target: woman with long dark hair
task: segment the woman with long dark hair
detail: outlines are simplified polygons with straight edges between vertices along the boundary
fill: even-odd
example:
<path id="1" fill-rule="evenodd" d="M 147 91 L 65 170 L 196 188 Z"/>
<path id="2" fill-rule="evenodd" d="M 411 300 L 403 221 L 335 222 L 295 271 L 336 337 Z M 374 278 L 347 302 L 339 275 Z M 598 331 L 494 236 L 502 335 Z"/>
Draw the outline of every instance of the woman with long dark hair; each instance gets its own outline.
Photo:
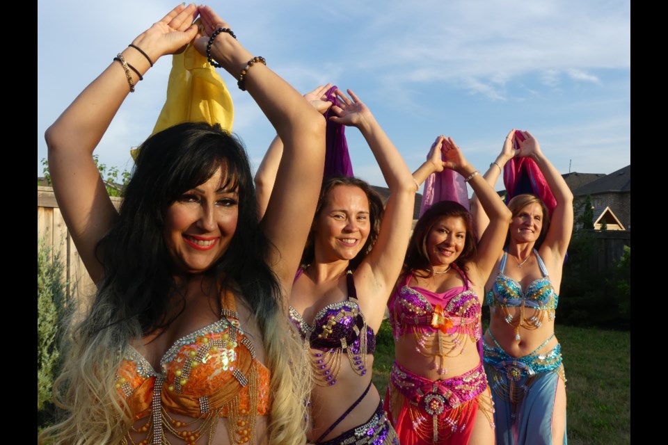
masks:
<path id="1" fill-rule="evenodd" d="M 483 286 L 510 212 L 452 138 L 437 138 L 413 176 L 420 183 L 432 175 L 461 175 L 491 222 L 478 241 L 464 186 L 462 202 L 438 201 L 415 224 L 388 302 L 395 363 L 385 409 L 401 444 L 493 444 L 493 407 L 478 343 Z"/>
<path id="2" fill-rule="evenodd" d="M 217 124 L 149 138 L 119 211 L 105 191 L 94 149 L 154 63 L 188 44 L 237 79 L 285 141 L 290 161 L 261 221 L 246 152 Z M 305 442 L 310 379 L 286 296 L 310 225 L 294 216 L 313 215 L 317 201 L 322 120 L 210 8 L 184 4 L 49 128 L 54 191 L 97 291 L 68 332 L 56 385 L 62 416 L 42 439 Z"/>

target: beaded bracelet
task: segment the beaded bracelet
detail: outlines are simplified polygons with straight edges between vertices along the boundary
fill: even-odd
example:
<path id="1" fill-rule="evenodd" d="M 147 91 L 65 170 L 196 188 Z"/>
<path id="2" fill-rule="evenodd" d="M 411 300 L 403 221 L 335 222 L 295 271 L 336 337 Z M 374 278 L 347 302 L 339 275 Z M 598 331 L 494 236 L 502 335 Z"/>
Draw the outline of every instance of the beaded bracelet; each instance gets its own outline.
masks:
<path id="1" fill-rule="evenodd" d="M 237 38 L 237 36 L 234 35 L 234 31 L 232 31 L 229 28 L 218 28 L 218 29 L 214 31 L 213 33 L 211 35 L 211 37 L 209 38 L 209 42 L 207 43 L 207 60 L 209 60 L 209 63 L 210 63 L 212 66 L 216 67 L 216 68 L 220 68 L 223 65 L 221 65 L 220 63 L 217 63 L 215 60 L 214 60 L 213 58 L 212 58 L 211 45 L 214 44 L 214 39 L 215 39 L 218 36 L 218 35 L 220 34 L 221 33 L 227 33 L 228 34 L 230 34 L 230 35 L 232 35 L 235 39 Z"/>
<path id="2" fill-rule="evenodd" d="M 118 57 L 114 57 L 114 58 L 113 58 L 113 60 L 116 60 L 116 62 L 120 62 L 120 59 L 118 58 Z M 122 62 L 120 62 L 120 63 L 122 63 Z M 126 63 L 127 63 L 126 62 Z M 130 70 L 132 70 L 132 71 L 134 71 L 134 73 L 139 77 L 139 80 L 141 80 L 141 81 L 144 80 L 144 78 L 141 76 L 141 74 L 137 70 L 136 68 L 135 68 L 134 67 L 133 67 L 133 66 L 132 66 L 132 65 L 130 65 L 129 63 L 127 64 L 127 66 L 130 68 Z"/>
<path id="3" fill-rule="evenodd" d="M 153 60 L 151 60 L 151 58 L 148 56 L 148 54 L 147 54 L 146 53 L 145 53 L 145 52 L 142 50 L 141 48 L 140 48 L 140 47 L 138 47 L 138 46 L 134 45 L 134 44 L 132 44 L 132 43 L 131 43 L 130 44 L 127 45 L 127 47 L 128 47 L 128 48 L 134 48 L 135 49 L 136 49 L 137 51 L 138 51 L 140 53 L 141 53 L 141 55 L 143 56 L 144 57 L 145 57 L 145 58 L 146 58 L 146 60 L 148 60 L 148 63 L 149 63 L 149 64 L 151 65 L 151 67 L 152 67 L 152 68 L 153 67 Z"/>
<path id="4" fill-rule="evenodd" d="M 134 83 L 132 81 L 132 76 L 130 74 L 130 69 L 127 67 L 127 62 L 123 58 L 123 55 L 120 53 L 116 54 L 114 60 L 118 60 L 118 63 L 123 65 L 123 71 L 125 72 L 125 77 L 127 78 L 127 84 L 130 86 L 130 92 L 134 92 Z"/>
<path id="5" fill-rule="evenodd" d="M 471 179 L 472 179 L 473 177 L 474 177 L 476 175 L 477 175 L 477 174 L 478 174 L 478 170 L 475 170 L 472 173 L 471 173 L 470 175 L 468 175 L 468 178 L 466 178 L 466 179 L 464 179 L 464 182 L 468 182 L 469 181 L 470 181 Z"/>
<path id="6" fill-rule="evenodd" d="M 267 66 L 267 60 L 264 60 L 264 57 L 262 56 L 255 56 L 252 59 L 248 60 L 246 67 L 241 70 L 241 73 L 239 75 L 239 81 L 237 82 L 237 86 L 241 91 L 246 91 L 246 74 L 248 72 L 248 70 L 250 69 L 250 67 L 257 62 L 260 62 L 264 66 Z"/>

......

:: INSTRUCTION ::
Copy the records line for line, starting with the first line and ending after the line that contains "217 124 L 149". Leave any pictures out of the copy.

:: ANSWER BELOW ::
target: woman with long dark hair
task: segment the woman with long dark hair
detail: outlines are simplified polygons with straight edges between vertices along the boundary
fill: even-odd
example:
<path id="1" fill-rule="evenodd" d="M 147 91 L 65 170 L 196 188 Z"/>
<path id="2" fill-rule="evenodd" d="M 411 300 L 403 221 L 335 222 L 295 271 L 336 337 Z M 374 278 L 347 302 L 339 275 Z M 598 331 L 494 236 L 502 335 Z"/>
Draw the outline of every instance of the woman with long dark hair; each instance gets its own outline.
Photo:
masks:
<path id="1" fill-rule="evenodd" d="M 483 286 L 510 212 L 452 138 L 437 138 L 413 176 L 420 183 L 432 175 L 461 175 L 491 222 L 478 241 L 464 186 L 462 202 L 438 201 L 415 224 L 388 302 L 395 363 L 385 409 L 401 444 L 493 444 L 493 407 L 478 343 Z"/>
<path id="2" fill-rule="evenodd" d="M 217 124 L 149 138 L 119 211 L 105 191 L 94 149 L 154 63 L 188 44 L 237 79 L 285 141 L 290 161 L 261 221 L 246 152 Z M 305 442 L 310 379 L 286 296 L 310 225 L 294 216 L 313 215 L 317 201 L 322 120 L 210 8 L 184 4 L 49 128 L 54 191 L 97 291 L 68 332 L 56 385 L 62 416 L 42 439 Z"/>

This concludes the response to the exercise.